◆ Work request: Without changing a single word, write out every entry.
■ ■ ■ ■
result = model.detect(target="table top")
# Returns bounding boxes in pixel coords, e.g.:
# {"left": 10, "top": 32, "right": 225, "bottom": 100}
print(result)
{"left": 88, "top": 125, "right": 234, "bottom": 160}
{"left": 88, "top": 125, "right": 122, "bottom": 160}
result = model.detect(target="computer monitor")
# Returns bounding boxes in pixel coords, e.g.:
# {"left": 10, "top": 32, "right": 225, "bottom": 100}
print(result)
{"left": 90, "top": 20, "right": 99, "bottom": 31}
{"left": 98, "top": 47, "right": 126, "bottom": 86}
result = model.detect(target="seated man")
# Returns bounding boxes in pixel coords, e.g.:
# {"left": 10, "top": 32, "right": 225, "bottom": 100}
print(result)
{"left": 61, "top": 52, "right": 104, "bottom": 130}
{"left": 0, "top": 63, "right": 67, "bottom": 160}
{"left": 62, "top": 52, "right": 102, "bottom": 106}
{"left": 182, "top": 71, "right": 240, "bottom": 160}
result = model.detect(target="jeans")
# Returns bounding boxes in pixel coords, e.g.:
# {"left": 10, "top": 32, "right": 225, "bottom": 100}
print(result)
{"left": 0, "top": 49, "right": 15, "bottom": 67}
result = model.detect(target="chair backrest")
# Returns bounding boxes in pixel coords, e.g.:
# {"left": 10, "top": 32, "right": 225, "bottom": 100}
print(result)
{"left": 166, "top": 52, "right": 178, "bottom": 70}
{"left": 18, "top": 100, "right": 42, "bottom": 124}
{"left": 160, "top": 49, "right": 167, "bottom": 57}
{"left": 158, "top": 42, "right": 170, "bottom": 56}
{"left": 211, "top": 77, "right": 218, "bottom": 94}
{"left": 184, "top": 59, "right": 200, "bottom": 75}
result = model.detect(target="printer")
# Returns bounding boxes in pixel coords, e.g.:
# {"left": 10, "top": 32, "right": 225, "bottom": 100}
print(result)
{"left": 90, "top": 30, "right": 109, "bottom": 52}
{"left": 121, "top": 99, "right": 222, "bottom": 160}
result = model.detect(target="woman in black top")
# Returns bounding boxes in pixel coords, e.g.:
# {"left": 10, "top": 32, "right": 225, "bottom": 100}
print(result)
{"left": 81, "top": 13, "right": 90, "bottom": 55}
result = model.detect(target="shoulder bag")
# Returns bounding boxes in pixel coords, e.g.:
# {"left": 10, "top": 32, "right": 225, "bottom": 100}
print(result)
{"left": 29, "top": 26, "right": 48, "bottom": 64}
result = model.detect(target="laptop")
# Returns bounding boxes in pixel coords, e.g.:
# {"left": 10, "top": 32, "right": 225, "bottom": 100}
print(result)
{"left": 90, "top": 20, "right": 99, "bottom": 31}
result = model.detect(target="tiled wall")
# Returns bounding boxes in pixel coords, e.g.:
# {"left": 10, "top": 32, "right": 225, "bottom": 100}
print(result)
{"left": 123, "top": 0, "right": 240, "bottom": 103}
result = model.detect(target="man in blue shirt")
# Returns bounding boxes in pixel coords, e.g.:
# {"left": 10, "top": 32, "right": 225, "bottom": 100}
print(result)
■ ■ ■ ■
◆ Result below:
result = model.detect(target="table top")
# Returns bounding boxes in pixel coords, e.g.:
# {"left": 10, "top": 32, "right": 225, "bottom": 100}
print(result)
{"left": 88, "top": 125, "right": 234, "bottom": 160}
{"left": 88, "top": 125, "right": 122, "bottom": 160}
result = model.detect(target="computer monitor")
# Returns bounding boxes in pixel coords, e.g.:
# {"left": 10, "top": 32, "right": 225, "bottom": 100}
print(result)
{"left": 90, "top": 20, "right": 99, "bottom": 31}
{"left": 98, "top": 47, "right": 126, "bottom": 86}
result = model.detect(target="seated man")
# Returns bounding boxes in pixel coords, e.g.:
# {"left": 10, "top": 32, "right": 225, "bottom": 100}
print(result)
{"left": 61, "top": 52, "right": 104, "bottom": 130}
{"left": 0, "top": 63, "right": 67, "bottom": 160}
{"left": 62, "top": 52, "right": 102, "bottom": 106}
{"left": 182, "top": 71, "right": 240, "bottom": 160}
result = model.detect(target="jeans")
# Returns bounding boxes in pixel coords, e.g.:
# {"left": 10, "top": 32, "right": 225, "bottom": 100}
print(result)
{"left": 0, "top": 49, "right": 15, "bottom": 67}
result = model.detect(target="chair backrest")
# Returns bounding boxes in pixel coords, e.g.:
# {"left": 10, "top": 32, "right": 225, "bottom": 100}
print(result)
{"left": 166, "top": 52, "right": 178, "bottom": 70}
{"left": 18, "top": 100, "right": 42, "bottom": 124}
{"left": 160, "top": 49, "right": 167, "bottom": 57}
{"left": 158, "top": 42, "right": 170, "bottom": 56}
{"left": 211, "top": 77, "right": 218, "bottom": 94}
{"left": 184, "top": 59, "right": 200, "bottom": 75}
result = model.detect(target="printer")
# Returns bounding boxes in pixel coords, e.g.:
# {"left": 10, "top": 32, "right": 225, "bottom": 100}
print(result)
{"left": 90, "top": 30, "right": 109, "bottom": 52}
{"left": 121, "top": 99, "right": 222, "bottom": 160}
result = model.detect(target="woman in black top")
# Returns bounding boxes in pixel coords, e.g.:
# {"left": 10, "top": 32, "right": 225, "bottom": 100}
print(result)
{"left": 81, "top": 13, "right": 90, "bottom": 55}
result = model.detect(target="shoulder bag")
# Returns bounding boxes in pixel coords, e.g.:
# {"left": 10, "top": 32, "right": 225, "bottom": 100}
print(result)
{"left": 29, "top": 26, "right": 48, "bottom": 64}
result = model.detect(target="laptop")
# Returns bounding boxes in pixel coords, e.g.:
# {"left": 10, "top": 32, "right": 225, "bottom": 100}
print(result)
{"left": 90, "top": 20, "right": 99, "bottom": 31}
result = model.detect(target="tiled wall")
# Returns bounding boxes in pixel coords, e.g.:
# {"left": 10, "top": 32, "right": 225, "bottom": 100}
print(result)
{"left": 123, "top": 0, "right": 240, "bottom": 103}
result = model.detect(target="man in blue shirt")
# Returns bounding boxes in pixel coords, e.g.:
# {"left": 10, "top": 32, "right": 225, "bottom": 100}
print(result)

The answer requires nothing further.